Job — Format the material below as a Markdown table with columns Row and Entry, covering only everything from the line containing "the green grass." down through the last line of the material. Put each line in Entry with its running number in Row, and leave out blank lines.
--- BEGIN Raw records ---
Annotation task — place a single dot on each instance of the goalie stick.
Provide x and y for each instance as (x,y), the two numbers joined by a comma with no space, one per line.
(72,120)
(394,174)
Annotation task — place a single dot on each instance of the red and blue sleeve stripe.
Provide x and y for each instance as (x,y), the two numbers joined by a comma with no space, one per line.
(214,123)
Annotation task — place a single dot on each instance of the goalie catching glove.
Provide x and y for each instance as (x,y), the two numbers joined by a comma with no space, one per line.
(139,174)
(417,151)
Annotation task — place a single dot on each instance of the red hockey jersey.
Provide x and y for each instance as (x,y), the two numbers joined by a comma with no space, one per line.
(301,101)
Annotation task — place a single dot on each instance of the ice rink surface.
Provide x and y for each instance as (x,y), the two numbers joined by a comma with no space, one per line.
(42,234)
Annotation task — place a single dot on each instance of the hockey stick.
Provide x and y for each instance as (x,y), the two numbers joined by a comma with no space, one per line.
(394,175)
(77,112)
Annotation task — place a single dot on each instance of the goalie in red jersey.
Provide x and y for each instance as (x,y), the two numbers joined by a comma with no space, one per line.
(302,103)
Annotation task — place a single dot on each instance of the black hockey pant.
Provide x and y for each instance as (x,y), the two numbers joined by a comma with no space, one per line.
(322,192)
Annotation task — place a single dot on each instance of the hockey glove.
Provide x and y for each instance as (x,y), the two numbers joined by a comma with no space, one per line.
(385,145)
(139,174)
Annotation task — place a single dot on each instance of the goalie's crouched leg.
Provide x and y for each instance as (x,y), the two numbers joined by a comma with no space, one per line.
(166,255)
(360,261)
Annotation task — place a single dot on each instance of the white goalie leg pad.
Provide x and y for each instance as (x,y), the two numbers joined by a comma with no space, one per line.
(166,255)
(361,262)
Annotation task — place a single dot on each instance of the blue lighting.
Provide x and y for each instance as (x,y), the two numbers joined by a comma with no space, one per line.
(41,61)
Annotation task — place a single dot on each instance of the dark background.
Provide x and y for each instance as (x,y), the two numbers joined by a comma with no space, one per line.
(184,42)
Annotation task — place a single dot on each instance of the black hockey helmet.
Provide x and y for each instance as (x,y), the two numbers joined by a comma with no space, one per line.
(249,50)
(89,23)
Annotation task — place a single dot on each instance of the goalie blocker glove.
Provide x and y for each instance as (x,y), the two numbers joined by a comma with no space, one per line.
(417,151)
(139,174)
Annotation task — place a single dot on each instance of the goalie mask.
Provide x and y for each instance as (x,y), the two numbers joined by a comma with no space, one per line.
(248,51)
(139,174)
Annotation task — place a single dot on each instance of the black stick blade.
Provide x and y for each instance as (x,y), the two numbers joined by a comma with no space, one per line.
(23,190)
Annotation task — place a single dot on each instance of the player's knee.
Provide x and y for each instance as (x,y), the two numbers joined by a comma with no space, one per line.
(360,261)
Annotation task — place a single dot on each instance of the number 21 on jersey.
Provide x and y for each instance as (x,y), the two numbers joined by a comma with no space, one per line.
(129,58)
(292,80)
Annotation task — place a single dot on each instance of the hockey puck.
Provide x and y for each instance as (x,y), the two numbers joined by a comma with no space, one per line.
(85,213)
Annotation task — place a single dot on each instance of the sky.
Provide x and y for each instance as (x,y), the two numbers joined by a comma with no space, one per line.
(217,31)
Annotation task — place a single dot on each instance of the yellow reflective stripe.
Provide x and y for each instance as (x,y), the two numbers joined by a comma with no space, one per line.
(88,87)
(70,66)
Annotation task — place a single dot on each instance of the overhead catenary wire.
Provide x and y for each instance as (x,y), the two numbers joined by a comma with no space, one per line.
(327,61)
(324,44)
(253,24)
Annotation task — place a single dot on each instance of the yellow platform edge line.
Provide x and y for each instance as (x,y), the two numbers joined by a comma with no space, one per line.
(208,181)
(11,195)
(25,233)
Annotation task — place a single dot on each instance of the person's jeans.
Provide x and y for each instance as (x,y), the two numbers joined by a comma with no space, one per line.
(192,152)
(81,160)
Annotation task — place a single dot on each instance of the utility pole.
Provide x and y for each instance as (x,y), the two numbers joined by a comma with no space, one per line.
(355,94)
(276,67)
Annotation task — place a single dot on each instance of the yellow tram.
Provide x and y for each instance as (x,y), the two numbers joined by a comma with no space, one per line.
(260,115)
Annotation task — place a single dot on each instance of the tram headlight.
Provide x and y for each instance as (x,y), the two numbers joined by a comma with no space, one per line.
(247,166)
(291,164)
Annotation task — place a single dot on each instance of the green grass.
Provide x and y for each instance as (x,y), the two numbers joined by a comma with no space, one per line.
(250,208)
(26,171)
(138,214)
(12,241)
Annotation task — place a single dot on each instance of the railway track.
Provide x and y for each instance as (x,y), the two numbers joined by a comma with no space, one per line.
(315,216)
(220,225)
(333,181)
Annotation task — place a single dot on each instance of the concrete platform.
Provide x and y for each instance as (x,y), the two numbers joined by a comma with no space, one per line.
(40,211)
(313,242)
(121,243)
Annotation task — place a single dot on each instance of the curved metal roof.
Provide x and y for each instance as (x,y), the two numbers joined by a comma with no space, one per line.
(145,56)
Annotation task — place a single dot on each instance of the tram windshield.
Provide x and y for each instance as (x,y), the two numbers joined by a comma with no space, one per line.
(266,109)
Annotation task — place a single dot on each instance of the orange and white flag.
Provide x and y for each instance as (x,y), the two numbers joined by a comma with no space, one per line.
--- END Raw records ---
Solution below —
| Row | Entry |
|---|---|
| 1 | Annotation task — place a single dot on each instance of the green grass. |
| 2 | Provide x and y for each instance as (x,y), the two numbers joined by a comma with no space, one per line. |
| 3 | (250,208) |
| 4 | (26,171) |
| 5 | (138,214) |
| 6 | (12,241) |
| 7 | Annotation task — place a single dot on each instance of the railway track. |
| 8 | Provide x and y for each instance as (x,y), the two numbers joined by a comma with no space, one per line. |
| 9 | (315,216) |
| 10 | (220,225) |
| 11 | (333,181) |
| 12 | Annotation task — place a single dot on each instance of the concrete platform. |
| 13 | Provide x and y for each instance as (x,y), the two numbers joined by a comma with no space, one per line. |
| 14 | (40,211) |
| 15 | (313,242) |
| 16 | (121,243) |
| 17 | Annotation task — place a single dot on each instance of the curved metal roof. |
| 18 | Provide x and y for each instance as (x,y), the two numbers joined by a comma with no space, one per line. |
| 19 | (145,56) |
| 20 | Annotation task — place a single dot on each instance of the tram windshield. |
| 21 | Provide x and y for each instance as (x,y), the two numbers joined by a comma with no space, one per line. |
| 22 | (266,109) |
| 23 | Annotation task — place a single dot on each instance of the orange and white flag. |
| 24 | Provide x and y for each instance as (x,y), the two numbers joined by a comma with no space, one per line. |